# Stock Tires?



## dbpredsfan1212 (May 25, 2010)

I bought my GTO with 36,000 miles on it. I replaced the wheels and tires. Did the 06 GTO's come with a certain brand of tire on them? If so what were they?


----------



## discounttireprodigy (Jun 9, 2010)

with the 18 it was a 235/40/18 bridgestone re-40 thats been discontinued now. the replacement it the re-50


----------



## silversport (Mar 23, 2007)

17"ers were... g-Force T/A KDWS | BFGoodrich Tires
Bill


----------



## dbpredsfan1212 (May 25, 2010)

Thank you for your help. I just needed to know if the ones I took off were the original ones.


----------



## jpalamar (Jul 22, 2008)

Just because they were the same model, doesn't mean they were the stock tires. I haven't seem too many out there that broke 20k miles on them... 20k max if you had 18s.

I only got 30k out of my front tires and about 15k on my rears(funny how that works out.)


----------



## dbpredsfan1212 (May 25, 2010)

Really, they must have been replaced then. I have not been home since i posted this to see what tires they are but I do know that there is some pretty good grip left on these tires so I would say they were replaced. Thank you

Haha and I would say that someone likes to leave marks on the road like I do!


----------

□ □ □ □ □ □ □

» REQUIRED TASK A: Print the entire forum thread about stock GTO tires word for word.
The forum thread about stock GTO tires and the records have no connection to each other.

» INPUT FOR THIS TASK:
□ □ □ □ □ □ □

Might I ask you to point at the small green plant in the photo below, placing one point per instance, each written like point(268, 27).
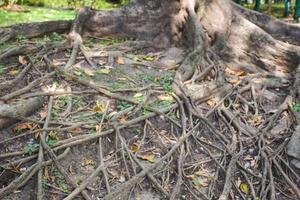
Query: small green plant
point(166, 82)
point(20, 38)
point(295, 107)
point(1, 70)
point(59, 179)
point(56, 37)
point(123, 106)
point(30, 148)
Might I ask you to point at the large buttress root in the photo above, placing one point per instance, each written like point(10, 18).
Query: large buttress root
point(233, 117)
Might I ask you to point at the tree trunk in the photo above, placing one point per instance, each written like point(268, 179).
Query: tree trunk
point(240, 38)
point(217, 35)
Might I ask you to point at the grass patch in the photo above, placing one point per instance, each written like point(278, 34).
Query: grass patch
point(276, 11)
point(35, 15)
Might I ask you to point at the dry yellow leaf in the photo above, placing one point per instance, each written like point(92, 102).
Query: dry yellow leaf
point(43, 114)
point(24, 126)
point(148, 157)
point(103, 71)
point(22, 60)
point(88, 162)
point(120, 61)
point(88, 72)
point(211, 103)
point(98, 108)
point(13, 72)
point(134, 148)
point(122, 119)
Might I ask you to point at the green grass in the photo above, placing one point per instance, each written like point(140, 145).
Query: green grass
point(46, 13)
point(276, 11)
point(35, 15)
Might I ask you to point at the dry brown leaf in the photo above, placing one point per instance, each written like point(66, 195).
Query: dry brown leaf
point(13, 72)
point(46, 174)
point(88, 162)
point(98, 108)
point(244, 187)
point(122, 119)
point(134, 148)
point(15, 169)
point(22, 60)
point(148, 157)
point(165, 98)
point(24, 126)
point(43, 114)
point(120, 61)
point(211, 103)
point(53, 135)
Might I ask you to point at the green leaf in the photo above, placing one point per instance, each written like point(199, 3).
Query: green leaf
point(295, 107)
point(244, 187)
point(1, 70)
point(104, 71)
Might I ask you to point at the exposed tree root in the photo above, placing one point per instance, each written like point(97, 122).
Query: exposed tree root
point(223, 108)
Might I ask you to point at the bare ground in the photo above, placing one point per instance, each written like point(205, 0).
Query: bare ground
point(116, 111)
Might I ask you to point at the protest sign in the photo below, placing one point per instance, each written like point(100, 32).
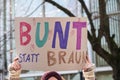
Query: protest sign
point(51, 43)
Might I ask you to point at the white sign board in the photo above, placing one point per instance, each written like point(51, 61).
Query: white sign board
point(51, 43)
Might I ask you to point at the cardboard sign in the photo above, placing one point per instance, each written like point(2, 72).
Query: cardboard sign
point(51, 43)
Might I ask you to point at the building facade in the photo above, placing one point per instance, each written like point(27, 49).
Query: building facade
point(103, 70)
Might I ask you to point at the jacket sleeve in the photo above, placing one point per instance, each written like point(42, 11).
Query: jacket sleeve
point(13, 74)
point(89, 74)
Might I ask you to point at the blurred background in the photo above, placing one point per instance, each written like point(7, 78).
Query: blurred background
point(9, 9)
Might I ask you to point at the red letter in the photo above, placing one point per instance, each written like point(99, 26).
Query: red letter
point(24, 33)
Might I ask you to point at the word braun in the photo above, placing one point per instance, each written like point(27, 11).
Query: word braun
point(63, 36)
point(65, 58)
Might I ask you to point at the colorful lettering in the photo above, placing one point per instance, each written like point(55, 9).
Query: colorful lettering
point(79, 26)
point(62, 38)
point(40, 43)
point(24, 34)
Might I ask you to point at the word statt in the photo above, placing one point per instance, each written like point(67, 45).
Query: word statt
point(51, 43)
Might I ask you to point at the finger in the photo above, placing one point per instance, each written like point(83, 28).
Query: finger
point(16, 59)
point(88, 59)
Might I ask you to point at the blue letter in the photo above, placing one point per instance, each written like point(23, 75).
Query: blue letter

□ □ □ □ □ □ □

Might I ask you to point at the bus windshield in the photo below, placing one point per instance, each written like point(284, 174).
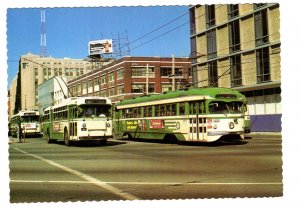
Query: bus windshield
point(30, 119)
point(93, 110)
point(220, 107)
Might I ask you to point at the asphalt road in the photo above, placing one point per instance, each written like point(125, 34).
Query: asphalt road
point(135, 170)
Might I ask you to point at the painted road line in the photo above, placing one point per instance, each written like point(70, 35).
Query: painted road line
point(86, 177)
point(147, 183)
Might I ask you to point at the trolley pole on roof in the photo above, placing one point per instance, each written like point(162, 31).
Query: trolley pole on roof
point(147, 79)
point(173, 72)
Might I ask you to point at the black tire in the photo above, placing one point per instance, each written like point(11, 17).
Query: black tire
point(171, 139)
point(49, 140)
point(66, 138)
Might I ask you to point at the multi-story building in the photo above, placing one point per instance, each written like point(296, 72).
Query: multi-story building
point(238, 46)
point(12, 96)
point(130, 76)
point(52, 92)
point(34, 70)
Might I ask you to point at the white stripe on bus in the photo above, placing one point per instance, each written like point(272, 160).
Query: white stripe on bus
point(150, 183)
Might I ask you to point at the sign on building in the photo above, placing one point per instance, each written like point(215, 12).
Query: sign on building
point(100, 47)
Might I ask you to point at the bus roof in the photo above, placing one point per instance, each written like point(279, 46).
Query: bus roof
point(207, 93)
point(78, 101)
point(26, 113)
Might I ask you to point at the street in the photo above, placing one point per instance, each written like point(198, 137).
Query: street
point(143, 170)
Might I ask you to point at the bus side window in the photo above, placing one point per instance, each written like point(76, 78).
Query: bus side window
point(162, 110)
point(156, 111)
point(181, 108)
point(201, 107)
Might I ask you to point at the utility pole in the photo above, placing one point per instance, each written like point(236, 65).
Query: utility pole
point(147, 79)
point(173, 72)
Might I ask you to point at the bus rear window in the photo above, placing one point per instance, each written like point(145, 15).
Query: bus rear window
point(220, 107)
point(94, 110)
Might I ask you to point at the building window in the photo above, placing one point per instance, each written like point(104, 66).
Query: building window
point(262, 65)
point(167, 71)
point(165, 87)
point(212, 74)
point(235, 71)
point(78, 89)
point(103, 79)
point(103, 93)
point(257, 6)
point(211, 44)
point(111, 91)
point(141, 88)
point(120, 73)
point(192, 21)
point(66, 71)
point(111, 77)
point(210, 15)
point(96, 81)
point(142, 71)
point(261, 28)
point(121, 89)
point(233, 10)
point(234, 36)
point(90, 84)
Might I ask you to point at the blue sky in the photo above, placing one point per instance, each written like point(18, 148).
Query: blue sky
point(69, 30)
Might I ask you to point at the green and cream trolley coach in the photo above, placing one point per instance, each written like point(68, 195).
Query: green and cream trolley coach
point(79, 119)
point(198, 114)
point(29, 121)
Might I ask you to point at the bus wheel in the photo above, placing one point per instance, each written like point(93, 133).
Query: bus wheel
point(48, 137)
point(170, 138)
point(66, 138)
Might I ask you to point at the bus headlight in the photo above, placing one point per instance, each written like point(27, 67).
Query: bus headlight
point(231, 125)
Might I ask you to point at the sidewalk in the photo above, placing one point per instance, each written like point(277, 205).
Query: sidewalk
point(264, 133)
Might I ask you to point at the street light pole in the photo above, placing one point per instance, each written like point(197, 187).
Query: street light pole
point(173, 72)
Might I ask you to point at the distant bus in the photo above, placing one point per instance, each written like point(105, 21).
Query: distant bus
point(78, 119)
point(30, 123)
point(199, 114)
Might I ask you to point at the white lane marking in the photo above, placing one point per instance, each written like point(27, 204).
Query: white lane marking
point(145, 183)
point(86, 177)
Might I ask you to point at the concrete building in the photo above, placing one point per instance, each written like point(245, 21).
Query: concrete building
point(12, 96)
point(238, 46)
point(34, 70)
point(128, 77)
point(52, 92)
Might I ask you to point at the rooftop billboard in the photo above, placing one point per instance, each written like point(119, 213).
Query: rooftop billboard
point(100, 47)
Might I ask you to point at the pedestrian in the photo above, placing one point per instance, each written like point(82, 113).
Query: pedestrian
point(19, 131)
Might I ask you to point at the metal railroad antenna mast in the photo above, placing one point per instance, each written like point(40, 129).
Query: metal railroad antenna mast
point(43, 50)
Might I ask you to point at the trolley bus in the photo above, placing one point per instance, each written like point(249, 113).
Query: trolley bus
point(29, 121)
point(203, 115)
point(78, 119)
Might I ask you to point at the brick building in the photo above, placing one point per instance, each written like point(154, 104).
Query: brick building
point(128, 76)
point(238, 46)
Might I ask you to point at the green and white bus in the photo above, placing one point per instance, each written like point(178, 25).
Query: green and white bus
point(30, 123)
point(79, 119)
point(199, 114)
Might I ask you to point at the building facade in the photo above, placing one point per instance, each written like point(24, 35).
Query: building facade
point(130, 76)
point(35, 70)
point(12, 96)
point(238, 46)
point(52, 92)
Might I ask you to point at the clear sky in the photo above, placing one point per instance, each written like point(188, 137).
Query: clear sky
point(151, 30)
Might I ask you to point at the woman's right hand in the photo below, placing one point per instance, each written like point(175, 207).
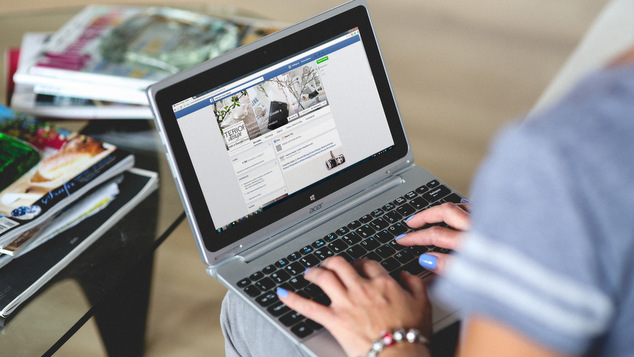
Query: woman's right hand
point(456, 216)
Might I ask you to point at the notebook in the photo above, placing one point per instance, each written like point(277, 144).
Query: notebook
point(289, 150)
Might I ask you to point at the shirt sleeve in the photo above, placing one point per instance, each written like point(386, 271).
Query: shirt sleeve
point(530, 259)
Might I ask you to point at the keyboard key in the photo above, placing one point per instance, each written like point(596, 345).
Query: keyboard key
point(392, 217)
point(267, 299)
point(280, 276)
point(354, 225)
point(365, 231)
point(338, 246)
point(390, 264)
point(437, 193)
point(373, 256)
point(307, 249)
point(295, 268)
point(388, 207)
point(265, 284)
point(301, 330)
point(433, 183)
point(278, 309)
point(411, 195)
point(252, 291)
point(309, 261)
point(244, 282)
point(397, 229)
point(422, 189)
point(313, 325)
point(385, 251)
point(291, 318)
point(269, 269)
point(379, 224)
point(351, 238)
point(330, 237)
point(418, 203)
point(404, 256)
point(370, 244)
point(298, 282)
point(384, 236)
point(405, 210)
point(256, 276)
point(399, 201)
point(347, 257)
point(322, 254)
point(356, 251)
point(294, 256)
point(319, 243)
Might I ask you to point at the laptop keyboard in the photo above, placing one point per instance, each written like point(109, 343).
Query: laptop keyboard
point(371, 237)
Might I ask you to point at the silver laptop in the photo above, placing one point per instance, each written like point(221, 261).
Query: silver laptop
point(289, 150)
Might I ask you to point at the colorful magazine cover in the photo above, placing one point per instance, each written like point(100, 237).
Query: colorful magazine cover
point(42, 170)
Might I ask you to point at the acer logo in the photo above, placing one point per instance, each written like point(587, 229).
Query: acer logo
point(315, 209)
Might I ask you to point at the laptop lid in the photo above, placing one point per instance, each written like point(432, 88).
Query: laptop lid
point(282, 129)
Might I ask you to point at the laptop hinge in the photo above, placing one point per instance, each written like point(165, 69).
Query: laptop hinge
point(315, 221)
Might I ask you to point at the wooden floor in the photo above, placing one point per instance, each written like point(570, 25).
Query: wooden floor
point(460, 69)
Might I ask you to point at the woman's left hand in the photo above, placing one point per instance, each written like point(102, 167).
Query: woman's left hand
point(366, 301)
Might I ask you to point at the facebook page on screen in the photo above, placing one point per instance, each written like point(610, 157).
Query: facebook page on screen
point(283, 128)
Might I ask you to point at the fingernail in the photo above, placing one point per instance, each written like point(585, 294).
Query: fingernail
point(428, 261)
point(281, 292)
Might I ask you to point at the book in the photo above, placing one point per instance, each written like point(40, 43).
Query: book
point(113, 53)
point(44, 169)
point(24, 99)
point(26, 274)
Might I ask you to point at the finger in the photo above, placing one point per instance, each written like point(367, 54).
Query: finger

□ □ □ □ □ □ □

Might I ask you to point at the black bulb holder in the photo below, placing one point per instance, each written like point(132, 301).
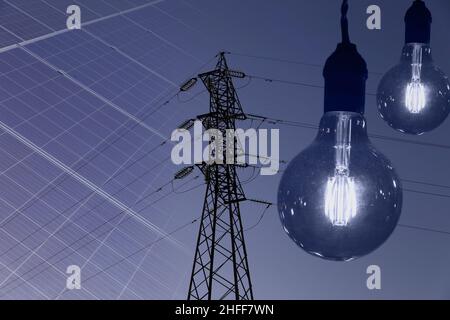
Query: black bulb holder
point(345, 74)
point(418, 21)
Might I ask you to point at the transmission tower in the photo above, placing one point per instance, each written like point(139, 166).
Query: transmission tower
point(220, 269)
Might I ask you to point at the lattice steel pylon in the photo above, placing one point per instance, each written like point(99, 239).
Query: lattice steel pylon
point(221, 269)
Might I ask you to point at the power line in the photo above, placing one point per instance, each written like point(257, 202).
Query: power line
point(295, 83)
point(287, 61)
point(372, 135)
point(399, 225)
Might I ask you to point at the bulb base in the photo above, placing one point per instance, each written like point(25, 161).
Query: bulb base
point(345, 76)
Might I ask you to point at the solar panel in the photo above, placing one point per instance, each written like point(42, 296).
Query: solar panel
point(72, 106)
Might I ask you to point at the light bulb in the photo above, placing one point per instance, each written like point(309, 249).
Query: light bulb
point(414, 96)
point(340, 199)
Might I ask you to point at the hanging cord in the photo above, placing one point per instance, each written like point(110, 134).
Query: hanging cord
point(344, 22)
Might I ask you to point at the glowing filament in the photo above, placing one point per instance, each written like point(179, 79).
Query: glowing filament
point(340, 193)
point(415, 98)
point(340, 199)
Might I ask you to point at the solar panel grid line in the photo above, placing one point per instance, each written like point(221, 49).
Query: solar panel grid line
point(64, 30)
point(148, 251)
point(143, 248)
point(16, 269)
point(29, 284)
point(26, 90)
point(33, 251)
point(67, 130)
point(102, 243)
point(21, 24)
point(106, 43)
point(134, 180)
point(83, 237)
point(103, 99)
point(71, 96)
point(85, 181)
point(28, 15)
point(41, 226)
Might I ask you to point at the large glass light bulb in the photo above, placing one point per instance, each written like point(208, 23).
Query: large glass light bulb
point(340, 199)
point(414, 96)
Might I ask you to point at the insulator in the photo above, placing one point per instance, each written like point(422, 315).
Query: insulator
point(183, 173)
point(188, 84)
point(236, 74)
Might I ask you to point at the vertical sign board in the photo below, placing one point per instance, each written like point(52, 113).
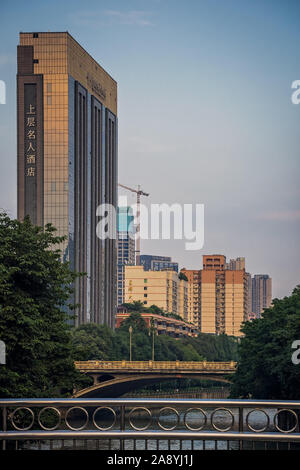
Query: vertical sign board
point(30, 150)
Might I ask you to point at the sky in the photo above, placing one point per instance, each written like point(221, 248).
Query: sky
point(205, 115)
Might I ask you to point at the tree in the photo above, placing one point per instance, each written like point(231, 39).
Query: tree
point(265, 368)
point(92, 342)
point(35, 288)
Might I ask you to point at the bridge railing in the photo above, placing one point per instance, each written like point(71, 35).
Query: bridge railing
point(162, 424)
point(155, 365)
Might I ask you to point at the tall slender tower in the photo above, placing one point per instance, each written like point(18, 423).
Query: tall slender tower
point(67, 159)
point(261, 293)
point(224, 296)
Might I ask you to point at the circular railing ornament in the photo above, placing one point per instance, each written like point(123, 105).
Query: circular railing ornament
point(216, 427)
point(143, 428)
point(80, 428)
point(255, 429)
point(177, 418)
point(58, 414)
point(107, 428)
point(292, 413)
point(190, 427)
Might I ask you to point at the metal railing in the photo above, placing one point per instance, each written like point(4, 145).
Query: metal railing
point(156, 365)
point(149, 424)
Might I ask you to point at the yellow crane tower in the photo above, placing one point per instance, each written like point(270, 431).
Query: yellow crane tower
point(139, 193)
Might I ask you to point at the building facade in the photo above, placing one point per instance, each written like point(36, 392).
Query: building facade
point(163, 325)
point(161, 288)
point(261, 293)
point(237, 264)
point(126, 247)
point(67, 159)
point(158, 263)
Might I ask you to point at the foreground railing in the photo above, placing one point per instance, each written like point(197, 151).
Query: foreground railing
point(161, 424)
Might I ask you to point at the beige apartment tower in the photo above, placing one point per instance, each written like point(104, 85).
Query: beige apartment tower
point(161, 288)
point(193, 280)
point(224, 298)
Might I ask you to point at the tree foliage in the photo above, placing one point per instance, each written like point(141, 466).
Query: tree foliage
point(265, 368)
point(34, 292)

□ □ □ □ □ □ □

» REQUIRED TASK B: Turn the records, everything from the line containing "Might I ask you to point at the large glass" down to the line containing "point(30, 150)", into a numbered list, counting both of those lines. Skip blank lines, and leave the pictures out of your answer.

» WORKED SOLUTION A:
# Stock Tires?



## dbpredsfan1212 (May 25, 2010)

I bought my GTO with 36,000 miles on it. I replaced the wheels and tires. Did the 06 GTO's come with a certain brand of tire on them? If so what were they?


----------



## discounttireprodigy (Jun 9, 2010)

with the 18 it was a 235/40/18 bridgestone re-40 thats been discontinued now. the replacement it the re-50


----------



## silversport (Mar 23, 2007)

17"ers were... g-Force T/A KDWS | BFGoodrich Tires
Bill


----------



## dbpredsfan1212 (May 25, 2010)

Thank you for your help. I just needed to know if the ones I took off were the original ones.


----------



## jpalamar (Jul 22, 2008)

Just because they were the same model, doesn't mean they were the stock tires. I haven't seem too many out there that broke 20k miles on them... 20k max if you had 18s.

I only got 30k out of my front tires and about 15k on my rears(funny how that works out.)


----------



## dbpredsfan1212 (May 25, 2010)

Really, they must have been replaced then. I have not been home since i posted this to see what tires they are but I do know that there is some pretty good grip left on these tires so I would say they were replaced. Thank you

Haha and I would say that someone likes to leave marks on the road like I do!


----------

» WORKED SOLUTION B:
1. Might I ask you to point at the large glass light bulb in the photo above, placing one point per instance, each written like point(208, 23).
2. Query: large glass light bulb
3. point(340, 199)
4. point(414, 96)
5. Might I ask you to point at the insulator in the photo above, placing one point per instance, each written like point(422, 315).
6. Query: insulator
7. point(183, 173)
8. point(188, 84)
9. point(236, 74)
10. Might I ask you to point at the vertical sign board in the photo below, placing one point per instance, each written like point(52, 113).
11. Query: vertical sign board
12. point(30, 150)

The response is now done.